■ **Work instructions**: Print each of the items below line for line, without any change, and leave out the pictures.

*** Exercise material ***

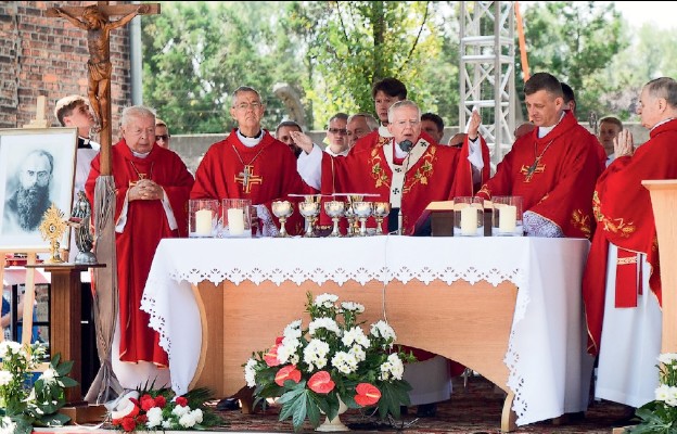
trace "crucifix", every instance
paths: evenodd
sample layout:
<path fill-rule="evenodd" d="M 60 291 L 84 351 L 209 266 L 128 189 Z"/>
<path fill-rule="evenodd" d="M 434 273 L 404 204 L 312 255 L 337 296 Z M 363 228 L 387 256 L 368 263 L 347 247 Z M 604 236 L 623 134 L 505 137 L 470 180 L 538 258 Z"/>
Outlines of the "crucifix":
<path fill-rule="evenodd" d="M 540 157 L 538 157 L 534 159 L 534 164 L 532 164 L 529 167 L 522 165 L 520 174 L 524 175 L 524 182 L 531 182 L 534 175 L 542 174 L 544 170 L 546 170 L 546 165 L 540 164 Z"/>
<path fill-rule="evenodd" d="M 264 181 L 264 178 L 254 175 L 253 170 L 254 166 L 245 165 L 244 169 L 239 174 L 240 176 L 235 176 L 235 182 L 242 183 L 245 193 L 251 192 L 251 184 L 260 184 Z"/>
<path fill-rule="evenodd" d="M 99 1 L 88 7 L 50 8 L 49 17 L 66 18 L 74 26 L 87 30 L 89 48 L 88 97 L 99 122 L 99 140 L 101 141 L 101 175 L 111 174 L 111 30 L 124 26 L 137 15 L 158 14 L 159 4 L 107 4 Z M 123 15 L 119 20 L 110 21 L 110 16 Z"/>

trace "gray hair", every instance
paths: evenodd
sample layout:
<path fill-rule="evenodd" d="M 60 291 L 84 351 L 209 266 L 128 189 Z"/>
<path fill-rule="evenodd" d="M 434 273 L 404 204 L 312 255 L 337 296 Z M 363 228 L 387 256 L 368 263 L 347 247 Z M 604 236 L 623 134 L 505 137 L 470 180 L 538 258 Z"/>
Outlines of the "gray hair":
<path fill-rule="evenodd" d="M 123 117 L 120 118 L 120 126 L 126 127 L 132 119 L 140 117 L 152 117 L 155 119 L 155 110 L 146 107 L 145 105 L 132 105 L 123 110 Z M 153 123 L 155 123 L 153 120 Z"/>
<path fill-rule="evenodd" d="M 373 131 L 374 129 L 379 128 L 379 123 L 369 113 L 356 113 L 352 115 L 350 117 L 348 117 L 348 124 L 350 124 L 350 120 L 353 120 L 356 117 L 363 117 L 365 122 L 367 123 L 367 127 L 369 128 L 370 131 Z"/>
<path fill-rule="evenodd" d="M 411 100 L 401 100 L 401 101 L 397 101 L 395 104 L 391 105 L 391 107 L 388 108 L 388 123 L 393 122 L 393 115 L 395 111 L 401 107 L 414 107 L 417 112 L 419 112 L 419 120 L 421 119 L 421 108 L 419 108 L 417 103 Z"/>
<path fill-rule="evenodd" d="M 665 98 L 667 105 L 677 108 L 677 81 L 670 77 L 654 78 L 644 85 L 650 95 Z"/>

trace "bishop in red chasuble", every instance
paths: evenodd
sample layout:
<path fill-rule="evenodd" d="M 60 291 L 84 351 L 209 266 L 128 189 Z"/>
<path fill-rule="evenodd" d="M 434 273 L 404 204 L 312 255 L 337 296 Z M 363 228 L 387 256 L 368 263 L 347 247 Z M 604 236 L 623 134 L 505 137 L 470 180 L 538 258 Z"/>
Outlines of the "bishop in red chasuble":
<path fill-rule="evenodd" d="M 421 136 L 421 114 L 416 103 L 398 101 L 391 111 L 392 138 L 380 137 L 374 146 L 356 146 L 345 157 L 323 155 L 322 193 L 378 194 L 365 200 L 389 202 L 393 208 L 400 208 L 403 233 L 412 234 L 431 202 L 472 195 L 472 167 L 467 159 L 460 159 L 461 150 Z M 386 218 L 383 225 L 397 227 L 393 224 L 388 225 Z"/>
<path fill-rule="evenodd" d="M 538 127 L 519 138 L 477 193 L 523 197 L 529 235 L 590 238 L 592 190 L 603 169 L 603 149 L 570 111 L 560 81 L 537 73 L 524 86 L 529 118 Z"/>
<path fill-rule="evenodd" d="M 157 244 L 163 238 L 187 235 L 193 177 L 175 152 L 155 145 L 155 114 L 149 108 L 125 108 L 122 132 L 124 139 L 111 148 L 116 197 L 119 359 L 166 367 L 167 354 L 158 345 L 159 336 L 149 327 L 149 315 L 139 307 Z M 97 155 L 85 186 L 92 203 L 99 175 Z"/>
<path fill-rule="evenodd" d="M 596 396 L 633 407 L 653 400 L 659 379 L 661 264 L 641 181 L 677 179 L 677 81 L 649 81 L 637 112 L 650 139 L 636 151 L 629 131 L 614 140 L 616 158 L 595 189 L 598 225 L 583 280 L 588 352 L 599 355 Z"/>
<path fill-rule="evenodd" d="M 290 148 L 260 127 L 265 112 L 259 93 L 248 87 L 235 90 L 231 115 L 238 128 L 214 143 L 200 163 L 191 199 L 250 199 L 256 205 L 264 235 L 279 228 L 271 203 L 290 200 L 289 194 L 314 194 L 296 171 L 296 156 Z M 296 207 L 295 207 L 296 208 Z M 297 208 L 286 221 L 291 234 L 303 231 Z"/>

***

■ **Response below**:
trace "crucifix", every instance
paths: evenodd
sample layout:
<path fill-rule="evenodd" d="M 60 291 L 84 351 L 209 266 L 128 189 Z"/>
<path fill-rule="evenodd" d="M 434 273 L 404 204 L 312 255 L 337 296 Z M 363 228 L 387 256 L 368 263 L 347 247 Z M 604 236 L 623 134 L 505 137 L 470 180 L 538 258 Z"/>
Outlines of the "crucifix":
<path fill-rule="evenodd" d="M 540 157 L 538 157 L 534 159 L 534 164 L 532 164 L 529 167 L 522 165 L 520 174 L 524 175 L 524 182 L 531 182 L 534 175 L 542 174 L 544 170 L 546 170 L 546 165 L 540 164 Z"/>
<path fill-rule="evenodd" d="M 264 181 L 264 178 L 254 175 L 253 170 L 254 166 L 245 165 L 244 169 L 239 174 L 240 176 L 235 176 L 235 182 L 242 183 L 245 193 L 251 192 L 251 184 L 260 184 Z"/>
<path fill-rule="evenodd" d="M 99 1 L 88 7 L 50 8 L 49 17 L 66 18 L 74 26 L 87 30 L 89 48 L 88 97 L 99 122 L 99 140 L 101 141 L 101 175 L 111 174 L 111 30 L 124 26 L 137 15 L 158 14 L 159 4 L 107 4 Z M 123 15 L 119 20 L 110 21 L 110 16 Z"/>

trace "gray hair", every instance
paths: evenodd
sample layout:
<path fill-rule="evenodd" d="M 60 291 L 84 351 L 209 266 L 128 189 Z"/>
<path fill-rule="evenodd" d="M 434 273 L 404 204 L 312 255 L 337 296 Z M 363 228 L 387 256 L 368 263 L 347 247 Z M 604 236 L 623 134 L 505 137 L 470 180 L 538 258 Z"/>
Outlines of the "gray hair":
<path fill-rule="evenodd" d="M 123 117 L 120 118 L 120 126 L 126 127 L 132 119 L 140 117 L 152 117 L 155 119 L 155 110 L 146 107 L 145 105 L 132 105 L 123 110 Z M 153 123 L 155 123 L 153 120 Z"/>
<path fill-rule="evenodd" d="M 373 131 L 374 129 L 379 128 L 379 123 L 369 113 L 356 113 L 352 115 L 350 117 L 348 117 L 348 124 L 350 124 L 350 120 L 353 120 L 356 117 L 363 117 L 365 122 L 367 123 L 367 127 L 369 128 L 370 131 Z"/>
<path fill-rule="evenodd" d="M 411 100 L 401 100 L 401 101 L 397 101 L 395 104 L 391 105 L 391 107 L 388 108 L 388 123 L 393 122 L 393 115 L 395 111 L 401 107 L 414 107 L 417 112 L 419 112 L 419 120 L 421 119 L 421 108 L 419 108 L 417 103 Z"/>
<path fill-rule="evenodd" d="M 665 98 L 667 105 L 677 108 L 677 81 L 670 77 L 654 78 L 644 85 L 650 95 Z"/>

trace "bishop in red chasuble", every instance
paths: evenodd
sample layout:
<path fill-rule="evenodd" d="M 60 291 L 84 351 L 209 266 L 128 189 Z"/>
<path fill-rule="evenodd" d="M 434 273 L 404 204 L 312 255 L 337 296 Z M 363 228 L 387 256 L 368 263 L 347 247 Z M 604 236 L 623 134 L 505 137 L 470 180 L 538 258 Z"/>
Outlines of the "bishop in red chasuble":
<path fill-rule="evenodd" d="M 421 136 L 421 114 L 416 103 L 398 101 L 391 111 L 392 138 L 380 137 L 374 146 L 356 146 L 345 157 L 323 155 L 322 193 L 378 194 L 365 200 L 389 202 L 393 208 L 400 208 L 403 233 L 412 234 L 431 202 L 472 195 L 472 167 L 467 159 L 460 159 L 461 150 Z M 386 218 L 383 225 L 397 227 L 393 224 L 388 225 Z"/>
<path fill-rule="evenodd" d="M 538 127 L 519 138 L 477 193 L 523 197 L 529 235 L 590 238 L 592 190 L 603 169 L 603 149 L 570 111 L 560 81 L 537 73 L 524 86 L 529 118 Z"/>
<path fill-rule="evenodd" d="M 157 244 L 163 238 L 187 235 L 193 177 L 175 152 L 155 145 L 155 114 L 149 108 L 125 108 L 122 132 L 124 139 L 111 148 L 116 197 L 119 359 L 166 367 L 167 354 L 158 345 L 159 336 L 149 327 L 149 315 L 139 307 Z M 97 155 L 85 186 L 92 203 L 99 175 Z"/>
<path fill-rule="evenodd" d="M 596 396 L 633 407 L 653 400 L 659 379 L 661 264 L 641 181 L 677 179 L 677 81 L 649 81 L 637 112 L 650 139 L 636 151 L 629 131 L 614 140 L 616 158 L 595 189 L 598 225 L 583 280 L 588 352 L 599 355 Z"/>
<path fill-rule="evenodd" d="M 290 148 L 260 127 L 265 112 L 259 93 L 248 87 L 235 90 L 231 115 L 238 128 L 214 143 L 200 163 L 191 199 L 250 199 L 256 205 L 264 235 L 279 228 L 271 203 L 290 200 L 289 194 L 314 194 L 296 171 L 296 156 Z M 296 207 L 295 207 L 296 208 Z M 297 208 L 286 221 L 291 234 L 303 231 Z"/>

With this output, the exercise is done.